■ **THE REQUEST**: Reproduce the stretch of the material from the line containing "Where can the wrought" through the line containing "point(560, 104)", changing "cabinet door" to "cupboard door" and leaving everything else as it is.

** Start DATA RECORDS **

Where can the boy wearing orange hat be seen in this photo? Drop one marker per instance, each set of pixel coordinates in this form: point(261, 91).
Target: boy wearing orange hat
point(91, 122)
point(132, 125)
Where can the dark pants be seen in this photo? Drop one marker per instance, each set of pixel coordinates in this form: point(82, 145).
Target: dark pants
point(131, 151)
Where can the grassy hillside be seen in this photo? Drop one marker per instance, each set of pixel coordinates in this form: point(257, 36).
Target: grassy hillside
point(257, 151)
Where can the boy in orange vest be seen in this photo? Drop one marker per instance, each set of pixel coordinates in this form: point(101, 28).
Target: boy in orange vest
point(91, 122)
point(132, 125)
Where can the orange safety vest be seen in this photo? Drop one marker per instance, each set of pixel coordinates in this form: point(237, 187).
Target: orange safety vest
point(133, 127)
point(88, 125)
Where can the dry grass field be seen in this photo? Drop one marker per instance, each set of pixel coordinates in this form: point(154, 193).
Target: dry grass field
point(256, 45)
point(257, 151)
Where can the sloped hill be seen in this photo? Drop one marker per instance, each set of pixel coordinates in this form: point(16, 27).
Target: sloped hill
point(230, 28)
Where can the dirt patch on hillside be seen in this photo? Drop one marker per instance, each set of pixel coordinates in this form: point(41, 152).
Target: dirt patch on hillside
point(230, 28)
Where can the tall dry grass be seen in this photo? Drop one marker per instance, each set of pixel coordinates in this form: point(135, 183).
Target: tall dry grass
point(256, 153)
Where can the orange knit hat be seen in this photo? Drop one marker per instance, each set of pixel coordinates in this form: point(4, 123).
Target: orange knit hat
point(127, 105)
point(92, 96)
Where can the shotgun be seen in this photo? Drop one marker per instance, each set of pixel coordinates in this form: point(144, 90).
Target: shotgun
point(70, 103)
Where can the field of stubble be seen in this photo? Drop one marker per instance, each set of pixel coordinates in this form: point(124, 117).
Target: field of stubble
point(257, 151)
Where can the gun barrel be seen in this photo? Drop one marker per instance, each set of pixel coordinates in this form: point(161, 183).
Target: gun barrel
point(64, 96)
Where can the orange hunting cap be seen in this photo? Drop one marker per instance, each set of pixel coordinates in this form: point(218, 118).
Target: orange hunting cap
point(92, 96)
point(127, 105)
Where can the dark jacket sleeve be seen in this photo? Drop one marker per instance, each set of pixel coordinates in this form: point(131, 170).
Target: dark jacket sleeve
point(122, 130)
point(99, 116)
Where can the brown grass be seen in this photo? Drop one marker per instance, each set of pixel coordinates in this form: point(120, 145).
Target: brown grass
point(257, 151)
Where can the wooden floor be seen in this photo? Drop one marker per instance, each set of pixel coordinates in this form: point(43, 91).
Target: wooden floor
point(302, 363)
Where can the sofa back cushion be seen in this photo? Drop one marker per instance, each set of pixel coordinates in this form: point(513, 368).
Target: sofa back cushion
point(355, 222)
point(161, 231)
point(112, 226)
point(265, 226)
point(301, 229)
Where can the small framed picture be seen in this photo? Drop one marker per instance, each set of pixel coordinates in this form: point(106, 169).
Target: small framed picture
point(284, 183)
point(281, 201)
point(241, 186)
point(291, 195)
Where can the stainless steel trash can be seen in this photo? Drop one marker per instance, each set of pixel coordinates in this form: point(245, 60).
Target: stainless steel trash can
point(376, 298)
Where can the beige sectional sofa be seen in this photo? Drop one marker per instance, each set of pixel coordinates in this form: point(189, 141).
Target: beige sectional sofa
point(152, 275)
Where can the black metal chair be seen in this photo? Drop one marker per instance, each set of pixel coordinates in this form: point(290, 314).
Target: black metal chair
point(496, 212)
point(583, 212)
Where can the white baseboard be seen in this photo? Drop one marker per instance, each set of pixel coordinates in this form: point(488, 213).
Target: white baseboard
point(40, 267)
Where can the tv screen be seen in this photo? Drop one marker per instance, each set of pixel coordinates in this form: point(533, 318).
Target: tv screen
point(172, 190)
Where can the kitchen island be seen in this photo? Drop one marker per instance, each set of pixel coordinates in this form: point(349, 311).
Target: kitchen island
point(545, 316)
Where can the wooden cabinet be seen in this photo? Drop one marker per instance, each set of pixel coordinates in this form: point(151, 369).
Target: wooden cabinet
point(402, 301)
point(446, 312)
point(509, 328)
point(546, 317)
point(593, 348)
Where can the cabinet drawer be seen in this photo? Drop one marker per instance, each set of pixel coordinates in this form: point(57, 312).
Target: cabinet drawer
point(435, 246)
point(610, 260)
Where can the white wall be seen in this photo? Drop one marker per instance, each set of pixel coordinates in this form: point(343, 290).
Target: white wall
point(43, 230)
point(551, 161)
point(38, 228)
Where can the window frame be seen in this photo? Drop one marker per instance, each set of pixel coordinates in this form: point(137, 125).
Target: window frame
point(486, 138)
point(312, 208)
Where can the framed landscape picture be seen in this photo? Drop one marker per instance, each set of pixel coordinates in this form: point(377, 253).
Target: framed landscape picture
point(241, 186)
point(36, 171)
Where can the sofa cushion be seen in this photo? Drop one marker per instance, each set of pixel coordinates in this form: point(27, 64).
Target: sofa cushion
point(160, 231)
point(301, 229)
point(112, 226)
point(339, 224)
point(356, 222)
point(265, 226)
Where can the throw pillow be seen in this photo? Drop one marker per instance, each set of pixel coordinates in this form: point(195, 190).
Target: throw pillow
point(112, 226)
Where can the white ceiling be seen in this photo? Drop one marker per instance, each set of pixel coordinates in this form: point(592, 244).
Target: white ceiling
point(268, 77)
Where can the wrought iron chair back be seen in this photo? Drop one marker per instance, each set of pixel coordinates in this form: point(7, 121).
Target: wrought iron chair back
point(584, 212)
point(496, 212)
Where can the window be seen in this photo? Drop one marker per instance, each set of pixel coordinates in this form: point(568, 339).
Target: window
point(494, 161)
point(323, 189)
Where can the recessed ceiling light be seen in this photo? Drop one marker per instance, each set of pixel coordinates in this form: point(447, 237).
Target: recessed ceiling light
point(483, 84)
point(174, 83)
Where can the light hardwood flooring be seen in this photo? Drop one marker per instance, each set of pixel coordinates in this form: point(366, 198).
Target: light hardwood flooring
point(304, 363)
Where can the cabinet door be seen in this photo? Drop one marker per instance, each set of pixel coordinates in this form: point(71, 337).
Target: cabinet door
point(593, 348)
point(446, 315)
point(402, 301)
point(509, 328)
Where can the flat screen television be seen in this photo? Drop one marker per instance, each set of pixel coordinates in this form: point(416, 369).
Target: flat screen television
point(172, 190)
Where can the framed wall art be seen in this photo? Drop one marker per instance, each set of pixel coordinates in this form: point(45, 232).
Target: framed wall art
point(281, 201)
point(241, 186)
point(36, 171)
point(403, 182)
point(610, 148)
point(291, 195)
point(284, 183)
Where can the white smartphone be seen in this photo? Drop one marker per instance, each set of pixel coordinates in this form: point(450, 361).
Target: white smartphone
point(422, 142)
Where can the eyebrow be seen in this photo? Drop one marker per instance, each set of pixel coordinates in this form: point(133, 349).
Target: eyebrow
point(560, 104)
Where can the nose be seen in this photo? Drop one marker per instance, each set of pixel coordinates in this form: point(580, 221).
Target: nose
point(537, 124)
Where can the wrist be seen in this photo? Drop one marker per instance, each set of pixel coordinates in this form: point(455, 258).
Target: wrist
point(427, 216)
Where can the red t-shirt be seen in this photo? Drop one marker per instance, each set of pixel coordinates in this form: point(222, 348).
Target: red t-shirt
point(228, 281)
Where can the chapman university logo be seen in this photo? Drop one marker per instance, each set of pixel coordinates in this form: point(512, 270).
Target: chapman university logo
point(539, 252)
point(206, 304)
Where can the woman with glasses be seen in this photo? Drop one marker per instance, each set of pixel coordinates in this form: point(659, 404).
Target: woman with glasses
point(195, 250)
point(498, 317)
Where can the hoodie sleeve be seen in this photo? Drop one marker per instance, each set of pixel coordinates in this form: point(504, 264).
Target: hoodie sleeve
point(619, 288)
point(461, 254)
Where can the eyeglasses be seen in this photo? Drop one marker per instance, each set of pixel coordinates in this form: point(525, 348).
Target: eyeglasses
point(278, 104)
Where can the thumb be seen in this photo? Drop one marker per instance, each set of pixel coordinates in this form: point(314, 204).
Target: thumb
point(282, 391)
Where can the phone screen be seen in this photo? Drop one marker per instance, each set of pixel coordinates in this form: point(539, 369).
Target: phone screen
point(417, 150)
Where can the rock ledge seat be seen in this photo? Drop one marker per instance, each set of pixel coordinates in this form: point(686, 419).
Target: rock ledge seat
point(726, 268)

** End DATA RECORDS **

■ **ANSWER TO THIS TASK**:
Where can the wrought iron chair back be seen in this photo? Drop one marker per instance, each set of pixel coordinates in this form: point(7, 121).
Target: wrought iron chair back
point(584, 212)
point(496, 212)
Where can the window be seen in this photo? Drop one marker per instance, each set of pixel coordinates in this form: point(568, 339).
Target: window
point(494, 161)
point(323, 189)
Where can the recessed ceiling light be seen in this photo? Drop one marker per instance, each set of pixel coordinates in this form: point(447, 237).
Target: recessed ceiling light
point(483, 84)
point(174, 83)
Where can the light hardwood flooring be seen in this photo? Drop one marker per instance, each set of pixel coordinates in this form: point(366, 198).
Target: light hardwood flooring
point(304, 363)
Where can the cupboard door be seen in this photo? Drop one marker per instance, each set of pixel coordinates in this form: point(71, 337).
Target: cupboard door
point(593, 348)
point(446, 315)
point(402, 301)
point(509, 328)
Where can the flat screen television be seen in this photo? Drop one marker per instance, each set of pixel coordinates in this form: point(416, 369).
Target: flat screen television
point(172, 190)
Where can the framed wall art be seen in this photo? Drop one marker per instance, each set of pixel coordinates in this form: point(45, 232).
Target: framed wall art
point(281, 201)
point(241, 186)
point(36, 171)
point(403, 182)
point(610, 148)
point(291, 195)
point(284, 183)
Where can the white smartphone be seen in this photo? Drop one marker per instance, each set of pixel coordinates in this form: point(450, 361).
Target: white smartphone
point(422, 142)
Where can the eyebrow be seen in this photo? Drop one marker per instance, each set of pixel coordinates in this form: point(133, 349).
Target: eyebrow
point(560, 104)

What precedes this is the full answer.